───── Provided records ─────
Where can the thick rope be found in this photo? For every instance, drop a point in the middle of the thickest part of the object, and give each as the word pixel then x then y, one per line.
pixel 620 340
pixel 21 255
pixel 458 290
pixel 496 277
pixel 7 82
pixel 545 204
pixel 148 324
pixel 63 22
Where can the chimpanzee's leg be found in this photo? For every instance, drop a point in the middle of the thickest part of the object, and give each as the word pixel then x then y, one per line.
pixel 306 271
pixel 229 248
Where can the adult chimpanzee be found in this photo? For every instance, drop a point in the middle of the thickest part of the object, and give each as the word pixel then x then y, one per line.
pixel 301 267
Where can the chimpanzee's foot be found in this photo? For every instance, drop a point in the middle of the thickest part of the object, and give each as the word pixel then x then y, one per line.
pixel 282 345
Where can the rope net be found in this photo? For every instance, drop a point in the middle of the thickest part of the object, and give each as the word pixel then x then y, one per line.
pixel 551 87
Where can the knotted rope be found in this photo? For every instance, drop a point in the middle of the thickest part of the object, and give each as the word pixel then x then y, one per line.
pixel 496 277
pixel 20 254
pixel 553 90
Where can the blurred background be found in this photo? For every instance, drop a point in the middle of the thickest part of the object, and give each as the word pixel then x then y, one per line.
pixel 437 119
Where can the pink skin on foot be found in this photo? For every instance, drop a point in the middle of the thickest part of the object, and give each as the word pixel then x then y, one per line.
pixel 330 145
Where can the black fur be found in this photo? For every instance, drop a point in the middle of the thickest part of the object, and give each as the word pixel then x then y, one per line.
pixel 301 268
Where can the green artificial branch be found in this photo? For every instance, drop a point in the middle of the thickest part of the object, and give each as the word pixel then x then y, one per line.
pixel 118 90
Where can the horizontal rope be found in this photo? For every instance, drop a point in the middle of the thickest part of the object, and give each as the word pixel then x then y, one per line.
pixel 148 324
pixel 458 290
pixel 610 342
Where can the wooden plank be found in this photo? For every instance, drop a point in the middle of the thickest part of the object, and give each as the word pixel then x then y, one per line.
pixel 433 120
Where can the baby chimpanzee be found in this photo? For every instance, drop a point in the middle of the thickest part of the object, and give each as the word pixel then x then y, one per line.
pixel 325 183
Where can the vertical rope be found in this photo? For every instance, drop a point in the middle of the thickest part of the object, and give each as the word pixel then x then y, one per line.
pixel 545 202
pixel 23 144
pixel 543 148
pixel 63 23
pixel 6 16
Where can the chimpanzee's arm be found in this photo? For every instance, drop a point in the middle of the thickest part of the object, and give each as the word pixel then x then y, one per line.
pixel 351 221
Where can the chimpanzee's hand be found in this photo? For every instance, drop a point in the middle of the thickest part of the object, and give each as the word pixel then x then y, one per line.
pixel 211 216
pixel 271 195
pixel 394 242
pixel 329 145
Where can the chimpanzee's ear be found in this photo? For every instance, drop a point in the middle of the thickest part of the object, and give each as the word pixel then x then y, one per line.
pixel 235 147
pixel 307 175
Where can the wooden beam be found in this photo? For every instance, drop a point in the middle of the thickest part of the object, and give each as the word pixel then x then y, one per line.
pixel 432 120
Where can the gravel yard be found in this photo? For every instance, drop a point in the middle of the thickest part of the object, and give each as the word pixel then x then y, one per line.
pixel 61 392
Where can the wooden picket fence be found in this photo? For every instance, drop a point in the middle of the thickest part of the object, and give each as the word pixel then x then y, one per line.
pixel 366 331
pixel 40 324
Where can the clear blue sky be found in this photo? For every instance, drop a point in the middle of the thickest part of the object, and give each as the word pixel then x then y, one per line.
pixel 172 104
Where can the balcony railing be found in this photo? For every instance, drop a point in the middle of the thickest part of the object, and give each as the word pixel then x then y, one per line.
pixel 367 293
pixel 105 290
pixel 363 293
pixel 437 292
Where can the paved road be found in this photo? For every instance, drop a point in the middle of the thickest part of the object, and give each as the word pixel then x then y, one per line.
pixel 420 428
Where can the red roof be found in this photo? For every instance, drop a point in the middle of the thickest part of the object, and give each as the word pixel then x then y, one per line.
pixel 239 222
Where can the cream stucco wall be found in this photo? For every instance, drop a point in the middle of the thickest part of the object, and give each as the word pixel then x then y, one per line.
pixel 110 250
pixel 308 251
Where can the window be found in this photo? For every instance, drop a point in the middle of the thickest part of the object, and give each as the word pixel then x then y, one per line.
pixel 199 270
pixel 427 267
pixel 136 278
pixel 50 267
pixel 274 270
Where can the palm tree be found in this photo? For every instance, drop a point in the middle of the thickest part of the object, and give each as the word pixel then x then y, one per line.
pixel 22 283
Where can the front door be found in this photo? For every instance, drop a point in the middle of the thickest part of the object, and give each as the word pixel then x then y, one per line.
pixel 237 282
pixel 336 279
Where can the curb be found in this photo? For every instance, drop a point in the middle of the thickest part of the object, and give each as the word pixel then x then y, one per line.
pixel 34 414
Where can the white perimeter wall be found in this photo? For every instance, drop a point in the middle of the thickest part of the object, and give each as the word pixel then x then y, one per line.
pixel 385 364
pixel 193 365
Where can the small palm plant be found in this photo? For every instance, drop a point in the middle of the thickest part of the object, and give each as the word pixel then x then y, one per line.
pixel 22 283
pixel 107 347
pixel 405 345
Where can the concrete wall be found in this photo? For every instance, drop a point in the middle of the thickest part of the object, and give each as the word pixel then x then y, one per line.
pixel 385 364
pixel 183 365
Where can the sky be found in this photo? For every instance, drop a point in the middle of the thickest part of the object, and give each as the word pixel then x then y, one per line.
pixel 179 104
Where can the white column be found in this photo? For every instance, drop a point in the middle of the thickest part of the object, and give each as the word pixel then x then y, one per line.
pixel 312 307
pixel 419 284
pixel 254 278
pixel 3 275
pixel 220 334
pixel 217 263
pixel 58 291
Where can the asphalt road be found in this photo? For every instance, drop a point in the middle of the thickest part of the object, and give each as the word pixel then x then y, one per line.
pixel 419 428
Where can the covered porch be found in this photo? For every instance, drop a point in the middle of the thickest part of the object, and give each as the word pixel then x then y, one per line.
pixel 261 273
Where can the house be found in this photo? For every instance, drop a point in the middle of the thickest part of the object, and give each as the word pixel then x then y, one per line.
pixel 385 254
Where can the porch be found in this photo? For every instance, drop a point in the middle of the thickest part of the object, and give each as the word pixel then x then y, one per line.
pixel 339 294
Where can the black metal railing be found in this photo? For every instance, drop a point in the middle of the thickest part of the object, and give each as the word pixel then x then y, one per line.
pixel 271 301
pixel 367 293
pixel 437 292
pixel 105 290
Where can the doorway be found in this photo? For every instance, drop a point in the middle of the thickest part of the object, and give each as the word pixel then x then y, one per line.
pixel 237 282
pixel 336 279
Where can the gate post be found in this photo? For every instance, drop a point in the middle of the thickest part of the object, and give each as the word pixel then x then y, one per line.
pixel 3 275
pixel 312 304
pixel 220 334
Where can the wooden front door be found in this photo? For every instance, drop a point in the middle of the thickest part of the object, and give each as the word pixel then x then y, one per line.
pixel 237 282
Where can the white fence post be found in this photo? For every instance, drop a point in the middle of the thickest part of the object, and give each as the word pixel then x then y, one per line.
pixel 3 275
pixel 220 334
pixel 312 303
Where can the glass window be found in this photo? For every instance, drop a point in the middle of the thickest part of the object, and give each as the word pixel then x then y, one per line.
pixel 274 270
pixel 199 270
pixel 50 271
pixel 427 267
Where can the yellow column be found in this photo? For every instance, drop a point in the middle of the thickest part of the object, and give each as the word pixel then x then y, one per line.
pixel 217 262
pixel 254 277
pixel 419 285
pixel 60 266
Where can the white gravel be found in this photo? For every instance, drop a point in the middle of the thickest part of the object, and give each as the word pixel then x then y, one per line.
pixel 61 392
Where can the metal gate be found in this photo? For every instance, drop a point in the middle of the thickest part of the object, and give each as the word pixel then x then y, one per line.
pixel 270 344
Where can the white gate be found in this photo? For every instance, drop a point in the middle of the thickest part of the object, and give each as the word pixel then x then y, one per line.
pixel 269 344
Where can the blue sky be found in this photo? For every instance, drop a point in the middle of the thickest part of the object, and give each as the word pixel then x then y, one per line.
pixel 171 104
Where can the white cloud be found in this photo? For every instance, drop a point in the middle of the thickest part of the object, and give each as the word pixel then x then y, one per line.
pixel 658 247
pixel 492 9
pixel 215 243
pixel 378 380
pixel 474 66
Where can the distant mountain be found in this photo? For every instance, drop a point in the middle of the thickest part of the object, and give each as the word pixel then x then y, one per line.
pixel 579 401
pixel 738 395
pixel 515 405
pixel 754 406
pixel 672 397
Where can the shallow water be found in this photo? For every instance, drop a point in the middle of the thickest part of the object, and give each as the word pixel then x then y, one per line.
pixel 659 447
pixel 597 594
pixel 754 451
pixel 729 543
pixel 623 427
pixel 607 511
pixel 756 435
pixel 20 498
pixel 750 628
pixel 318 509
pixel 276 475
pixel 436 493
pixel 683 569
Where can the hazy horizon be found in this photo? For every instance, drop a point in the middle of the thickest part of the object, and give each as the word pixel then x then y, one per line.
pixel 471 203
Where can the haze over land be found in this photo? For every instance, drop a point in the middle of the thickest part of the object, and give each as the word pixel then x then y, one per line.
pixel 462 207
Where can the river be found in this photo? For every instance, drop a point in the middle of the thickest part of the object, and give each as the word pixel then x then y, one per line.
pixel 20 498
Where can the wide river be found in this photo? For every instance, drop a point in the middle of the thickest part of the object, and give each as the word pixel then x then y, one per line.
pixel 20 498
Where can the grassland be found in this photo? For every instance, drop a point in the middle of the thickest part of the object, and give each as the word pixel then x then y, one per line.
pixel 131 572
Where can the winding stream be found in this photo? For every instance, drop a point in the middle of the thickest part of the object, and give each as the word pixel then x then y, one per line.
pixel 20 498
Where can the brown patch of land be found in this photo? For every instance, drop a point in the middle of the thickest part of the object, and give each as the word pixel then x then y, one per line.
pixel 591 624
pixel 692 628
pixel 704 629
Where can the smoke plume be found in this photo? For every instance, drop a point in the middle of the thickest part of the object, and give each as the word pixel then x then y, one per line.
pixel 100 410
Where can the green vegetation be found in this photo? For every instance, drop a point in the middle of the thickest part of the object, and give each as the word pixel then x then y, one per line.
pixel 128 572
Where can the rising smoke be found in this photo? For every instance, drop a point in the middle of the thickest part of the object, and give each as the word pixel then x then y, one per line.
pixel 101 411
─────
• Your objective:
Rewrite the lines from the one containing "Where can the chimpanzee's arm" to the one containing "pixel 172 104", changing "wooden" to "timber" and keeping everything else the same.

• Answer to the exercise:
Where can the chimpanzee's arm be found in this photo? For every instance, drop a point in the middle of the thickest part of the object, and give each as the word pixel then x then y, one per line.
pixel 351 221
Where can the chimpanzee's hand be found in this photo? For every instance, drop a point in the middle of the thickest part of the object, and give each as the word pixel then x then y, one per line.
pixel 211 216
pixel 271 195
pixel 394 242
pixel 329 145
Where can the chimpanzee's ear be found in this photo? For every instance, drop a point in the middle of the thickest part of the object, and give each as the word pixel then x then y, one per line.
pixel 235 147
pixel 307 175
Where can the timber beam be found in this photo? For every instance, drop a point in the middle of the thickest part of the object, and give each as the word pixel then x then y, one per line.
pixel 432 120
Where can the gravel yard be found in this photo? For every instance, drop a point in the middle of the thickest part of the object, and give each as the word pixel then x then y, one per line.
pixel 61 392
Where can the timber picket fence be found in this photo? For every instance, drop a point in the middle of the thickest part of the object, and give each as the word pixel then x then y, one per line.
pixel 366 331
pixel 40 324
Where can the clear blue sky be found in this photo? For every instance, drop a point in the middle of the thickest part of the object, and give each as the word pixel then x then y, one per line.
pixel 172 104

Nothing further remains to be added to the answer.